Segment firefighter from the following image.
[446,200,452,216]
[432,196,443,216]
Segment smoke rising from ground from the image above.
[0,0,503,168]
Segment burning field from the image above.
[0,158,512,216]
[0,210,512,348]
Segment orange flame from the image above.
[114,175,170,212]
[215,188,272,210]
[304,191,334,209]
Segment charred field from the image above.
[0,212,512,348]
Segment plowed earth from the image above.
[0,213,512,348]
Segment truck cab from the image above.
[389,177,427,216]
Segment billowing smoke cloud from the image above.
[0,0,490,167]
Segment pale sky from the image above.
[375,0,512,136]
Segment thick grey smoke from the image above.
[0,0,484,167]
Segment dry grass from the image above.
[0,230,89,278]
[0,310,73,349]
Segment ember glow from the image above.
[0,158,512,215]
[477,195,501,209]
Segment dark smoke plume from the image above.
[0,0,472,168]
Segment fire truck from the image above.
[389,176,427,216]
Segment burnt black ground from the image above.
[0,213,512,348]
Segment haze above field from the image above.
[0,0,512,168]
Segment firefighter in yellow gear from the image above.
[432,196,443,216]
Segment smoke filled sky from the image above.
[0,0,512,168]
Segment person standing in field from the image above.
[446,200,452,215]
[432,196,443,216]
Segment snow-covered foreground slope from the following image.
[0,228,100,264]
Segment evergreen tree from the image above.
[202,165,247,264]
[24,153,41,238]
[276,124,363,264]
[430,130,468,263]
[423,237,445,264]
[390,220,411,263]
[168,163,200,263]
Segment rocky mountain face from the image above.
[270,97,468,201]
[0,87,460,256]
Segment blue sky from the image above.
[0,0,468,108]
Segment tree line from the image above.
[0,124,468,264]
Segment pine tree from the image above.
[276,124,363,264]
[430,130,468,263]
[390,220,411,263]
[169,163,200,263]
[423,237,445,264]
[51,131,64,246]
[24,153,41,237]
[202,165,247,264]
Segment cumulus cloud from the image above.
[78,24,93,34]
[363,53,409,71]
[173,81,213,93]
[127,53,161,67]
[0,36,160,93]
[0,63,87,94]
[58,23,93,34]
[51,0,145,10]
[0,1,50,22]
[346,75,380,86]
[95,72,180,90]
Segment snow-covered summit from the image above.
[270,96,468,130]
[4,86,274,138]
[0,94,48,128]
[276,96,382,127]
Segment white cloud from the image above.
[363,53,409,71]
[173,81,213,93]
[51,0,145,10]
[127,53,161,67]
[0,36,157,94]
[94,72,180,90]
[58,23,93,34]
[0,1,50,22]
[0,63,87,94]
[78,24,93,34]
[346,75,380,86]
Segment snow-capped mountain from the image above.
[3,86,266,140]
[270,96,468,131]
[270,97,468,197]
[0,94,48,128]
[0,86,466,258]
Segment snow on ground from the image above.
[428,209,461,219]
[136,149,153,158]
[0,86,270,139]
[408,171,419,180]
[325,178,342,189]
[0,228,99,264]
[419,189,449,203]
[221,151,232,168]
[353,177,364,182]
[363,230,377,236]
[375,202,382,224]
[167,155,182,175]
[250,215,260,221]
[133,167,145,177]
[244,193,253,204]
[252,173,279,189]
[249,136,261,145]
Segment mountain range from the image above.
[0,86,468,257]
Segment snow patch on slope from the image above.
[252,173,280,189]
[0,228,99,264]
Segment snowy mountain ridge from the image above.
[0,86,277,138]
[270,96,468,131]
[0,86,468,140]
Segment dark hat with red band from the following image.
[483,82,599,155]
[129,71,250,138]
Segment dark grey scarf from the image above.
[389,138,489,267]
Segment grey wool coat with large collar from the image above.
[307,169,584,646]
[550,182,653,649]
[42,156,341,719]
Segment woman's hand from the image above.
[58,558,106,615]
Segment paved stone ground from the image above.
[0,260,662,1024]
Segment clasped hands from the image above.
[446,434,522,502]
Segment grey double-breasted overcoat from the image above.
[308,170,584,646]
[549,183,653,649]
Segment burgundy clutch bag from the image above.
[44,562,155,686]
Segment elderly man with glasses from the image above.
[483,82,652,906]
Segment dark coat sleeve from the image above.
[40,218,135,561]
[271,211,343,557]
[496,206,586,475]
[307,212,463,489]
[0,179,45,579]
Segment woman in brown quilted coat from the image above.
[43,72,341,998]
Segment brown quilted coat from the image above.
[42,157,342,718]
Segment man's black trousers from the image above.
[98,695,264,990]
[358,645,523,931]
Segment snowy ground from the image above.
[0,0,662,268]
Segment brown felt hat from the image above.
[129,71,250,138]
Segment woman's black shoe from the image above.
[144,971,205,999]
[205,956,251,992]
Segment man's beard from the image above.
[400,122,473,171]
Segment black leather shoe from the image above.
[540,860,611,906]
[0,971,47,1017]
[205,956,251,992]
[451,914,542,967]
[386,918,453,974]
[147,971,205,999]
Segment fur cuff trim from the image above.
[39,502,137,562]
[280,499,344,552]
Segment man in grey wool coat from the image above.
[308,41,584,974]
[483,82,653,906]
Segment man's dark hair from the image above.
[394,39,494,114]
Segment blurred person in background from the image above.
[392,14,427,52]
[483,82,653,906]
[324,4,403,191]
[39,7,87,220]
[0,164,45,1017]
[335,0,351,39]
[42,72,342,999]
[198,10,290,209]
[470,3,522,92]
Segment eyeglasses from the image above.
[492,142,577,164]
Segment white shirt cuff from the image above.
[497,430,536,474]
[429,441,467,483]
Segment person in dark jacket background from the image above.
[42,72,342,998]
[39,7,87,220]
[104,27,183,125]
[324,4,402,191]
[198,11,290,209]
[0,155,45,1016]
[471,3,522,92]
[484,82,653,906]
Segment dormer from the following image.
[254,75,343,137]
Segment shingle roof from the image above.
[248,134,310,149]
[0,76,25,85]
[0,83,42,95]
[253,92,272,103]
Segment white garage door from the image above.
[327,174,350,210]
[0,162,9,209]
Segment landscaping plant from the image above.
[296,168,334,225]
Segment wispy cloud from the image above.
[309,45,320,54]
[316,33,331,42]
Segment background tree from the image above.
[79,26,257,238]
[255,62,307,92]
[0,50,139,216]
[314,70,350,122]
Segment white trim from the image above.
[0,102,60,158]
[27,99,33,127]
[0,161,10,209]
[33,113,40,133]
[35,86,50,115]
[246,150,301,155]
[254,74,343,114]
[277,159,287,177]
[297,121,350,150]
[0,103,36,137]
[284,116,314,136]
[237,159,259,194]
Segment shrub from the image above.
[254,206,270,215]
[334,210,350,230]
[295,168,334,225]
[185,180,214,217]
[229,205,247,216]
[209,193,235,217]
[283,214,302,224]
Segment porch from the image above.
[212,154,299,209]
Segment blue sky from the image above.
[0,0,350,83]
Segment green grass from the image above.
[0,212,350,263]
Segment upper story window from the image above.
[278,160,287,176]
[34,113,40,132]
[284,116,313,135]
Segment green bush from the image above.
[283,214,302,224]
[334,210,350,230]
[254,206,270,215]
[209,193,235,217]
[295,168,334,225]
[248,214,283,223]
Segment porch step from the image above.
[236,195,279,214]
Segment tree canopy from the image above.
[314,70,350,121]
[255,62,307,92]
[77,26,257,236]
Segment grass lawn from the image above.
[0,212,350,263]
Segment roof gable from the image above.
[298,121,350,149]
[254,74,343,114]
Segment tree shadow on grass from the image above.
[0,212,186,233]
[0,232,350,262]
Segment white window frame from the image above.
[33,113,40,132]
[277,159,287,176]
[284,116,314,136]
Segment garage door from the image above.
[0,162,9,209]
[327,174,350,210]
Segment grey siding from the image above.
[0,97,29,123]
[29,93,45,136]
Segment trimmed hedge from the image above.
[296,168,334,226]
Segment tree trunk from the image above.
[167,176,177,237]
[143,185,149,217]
====
● YOUR INSTRUCTIONS: Rewrite the whole listing above, swapping every occurrence of "smoke" for "steam" and leaving everything else unchanged.

● RESPONSE TO THIS EXERCISE:
Segment firefighter from the following image.
[446,200,452,216]
[432,196,443,216]
Segment steam rising from ground from the image above.
[0,0,503,168]
Segment burning field from the image above.
[0,158,512,216]
[0,210,512,348]
Segment orange flame from the image above.
[114,175,170,212]
[215,188,272,210]
[304,191,334,209]
Segment charred field from the image above.
[0,212,512,348]
Segment plowed earth from the image above.
[0,213,512,348]
Segment truck cab from the image above.
[389,177,427,216]
Segment billowing steam cloud from the image above.
[0,0,490,167]
Segment pale sky from the image above.
[375,0,512,136]
Segment thick grey steam from the image above.
[0,0,484,167]
Segment dry grass from the image above.
[0,230,89,278]
[0,310,73,349]
Segment ember glow from the image above.
[0,158,512,215]
[477,195,501,209]
Segment dark steam plume from the image above.
[0,0,472,168]
Segment fire truck from the image above.
[389,176,427,216]
Segment burnt black ground from the image above.
[0,213,512,348]
Segment haze above field from the image above.
[0,0,512,168]
Segment firefighter in yellow gear from the image above.
[432,196,443,216]
Segment steam filled sky from the image above.
[0,0,512,168]
Segment person standing in field from the image above.
[446,200,452,215]
[432,196,443,216]
Segment snow-covered foreground slope from the following image.
[0,228,100,264]
Segment evergreen tree from the image above.
[202,165,247,264]
[24,153,41,238]
[276,124,363,264]
[430,130,468,263]
[423,237,445,264]
[390,220,411,263]
[168,163,200,263]
Segment rocky mountain face from the image above.
[270,97,468,201]
[0,87,460,256]
Segment blue sky from the image above.
[0,0,468,108]
Segment tree line from the image above.
[0,124,468,264]
Segment pine tree from the image above.
[276,124,363,264]
[430,130,468,263]
[390,220,411,263]
[169,163,200,263]
[423,237,445,264]
[51,131,64,246]
[24,153,41,237]
[202,165,247,264]
Segment cumulus cloud from the image above.
[78,24,93,34]
[363,53,409,71]
[173,81,213,93]
[127,53,161,67]
[0,36,160,93]
[0,63,87,94]
[58,23,93,34]
[51,0,145,10]
[0,1,50,22]
[346,75,380,86]
[95,72,180,90]
Segment snow-covered summit from the image above.
[270,96,468,130]
[4,86,274,138]
[0,94,48,128]
[276,96,382,127]
Segment white cloud from the image above.
[363,53,409,71]
[173,81,213,93]
[51,0,145,10]
[127,53,161,67]
[0,36,157,94]
[94,72,180,90]
[58,23,93,34]
[0,1,50,22]
[0,63,87,94]
[78,24,93,34]
[346,75,380,86]
Segment snow-capped mountain from the image above.
[3,86,266,140]
[270,96,468,131]
[270,97,468,197]
[0,94,48,128]
[0,86,466,258]
Segment snow on ground from the image above.
[428,209,461,219]
[136,149,153,158]
[0,86,270,139]
[408,171,419,180]
[325,178,342,189]
[0,228,99,264]
[419,189,449,203]
[221,151,232,168]
[353,177,364,182]
[363,230,377,236]
[375,202,382,224]
[167,155,182,175]
[250,215,260,221]
[133,167,145,177]
[244,193,253,204]
[252,173,279,189]
[249,136,261,145]
Segment mountain range from the image above.
[0,86,468,257]
Segment snow patch on slope from the image above.
[252,173,280,189]
[0,228,99,264]
Segment snowy mountain ridge from the image above.
[0,86,277,138]
[270,96,468,131]
[0,86,468,140]
Segment dark hat with red band from the following image.
[483,82,599,155]
[129,71,250,138]
Segment dark grey scarf from the image above.
[389,138,489,267]
Segment grey wool coat with large collar from the image above.
[307,169,584,646]
[550,182,653,649]
[42,156,341,719]
Segment woman's hand from the image above.
[58,558,106,615]
Segment paved stone ground from the image above.
[0,260,662,1024]
Segment clasped hands from the image above.
[446,434,522,502]
Segment grey double-breasted overcoat from the image above.
[308,170,584,646]
[549,183,653,649]
Segment burgundy clutch bag from the image above.
[44,562,155,686]
Segment elderly man with glasses from the image above.
[483,82,652,906]
Segment dark coat sleeve from the image above.
[40,218,135,561]
[271,211,343,557]
[496,206,586,475]
[307,212,463,489]
[0,179,45,579]
Segment woman in brown quilted coat from the image above.
[43,72,341,998]
Segment brown quilted coat from the image above.
[42,157,342,718]
Segment man's black trousers from the image above.
[98,695,264,990]
[358,645,523,931]
Segment snowy ground from the image above.
[0,0,662,268]
Segment brown felt hat from the image above.
[129,71,250,138]
Segment woman's black shoe from the image above.
[144,971,205,999]
[205,956,251,992]
Segment man's beard from the image above.
[400,122,473,171]
Segment black leather shoe from the image above.
[540,860,611,906]
[0,971,47,1017]
[205,956,251,992]
[451,914,542,967]
[386,918,453,974]
[147,971,205,999]
Segment fur cuff trim from the image above.
[39,502,137,562]
[280,499,344,552]
Segment man in grey wool coat from the image above.
[308,41,584,974]
[483,82,653,906]
Segment man's dark hair from the image above.
[394,39,494,114]
Segment blurred person in background from the image above.
[392,14,427,52]
[483,82,653,906]
[324,4,403,191]
[39,7,87,220]
[0,164,45,1017]
[335,0,351,39]
[42,72,342,999]
[198,10,290,209]
[470,3,522,92]
Segment eyeglasses from the image above.
[492,142,577,164]
Segment white shirt cuff from the image above.
[497,430,536,474]
[429,441,467,483]
Segment person in dark jacket background from the image above.
[42,72,342,998]
[39,7,87,220]
[104,27,183,125]
[324,4,402,191]
[198,11,290,209]
[0,155,45,1016]
[471,3,522,92]
[484,82,653,906]
Segment dormer from the following image.
[254,75,343,137]
Segment shingle roof from the image above.
[248,134,310,149]
[0,76,25,85]
[0,83,42,95]
[253,92,272,103]
Segment white garage door from the image above.
[327,174,350,210]
[0,162,9,209]
Segment landscaping plant from the image above.
[296,168,334,225]
Segment wispy cloud from the image above.
[309,45,320,54]
[316,33,331,42]
Segment background tree from the image above.
[79,26,257,238]
[255,62,307,92]
[0,50,139,216]
[314,70,350,122]
Segment white trim from the image above.
[0,102,60,158]
[27,99,33,127]
[0,161,10,209]
[33,113,40,133]
[35,86,50,115]
[246,150,301,155]
[254,74,343,114]
[277,159,287,177]
[297,121,350,150]
[0,103,36,137]
[284,116,314,136]
[237,159,259,194]
Segment shrub from the image above.
[254,206,270,215]
[334,210,350,230]
[295,168,334,225]
[185,180,214,217]
[229,205,247,216]
[209,193,235,217]
[283,214,302,224]
Segment porch from the image above.
[212,154,299,209]
Segment blue sky from the image above.
[0,0,350,83]
Segment green grass from the image above.
[0,212,350,263]
Segment upper story window from the image above.
[278,160,287,176]
[34,113,40,132]
[284,116,313,135]
Segment green bush from the image above.
[283,214,302,224]
[334,210,350,230]
[254,206,270,215]
[209,193,235,217]
[295,168,334,225]
[248,214,283,223]
Segment porch step from the image above.
[236,195,279,214]
Segment tree canopy from the image above.
[314,70,350,121]
[255,62,307,92]
[77,26,257,236]
Segment grass lawn from the image above.
[0,212,350,263]
Segment roof gable from the image above.
[298,121,350,149]
[254,74,343,114]
Segment tree shadow on grass from the image above.
[0,212,186,233]
[0,232,350,262]
Segment white window frame from the image above.
[33,113,40,132]
[277,159,287,176]
[284,116,314,136]
Segment garage door from the image above.
[0,162,9,209]
[327,174,350,210]
Segment grey siding from the image above.
[0,97,29,123]
[29,93,45,136]
Segment trimmed hedge from the image above.
[296,168,334,226]
Segment tree trunk from the image above.
[167,176,177,237]
[143,185,149,217]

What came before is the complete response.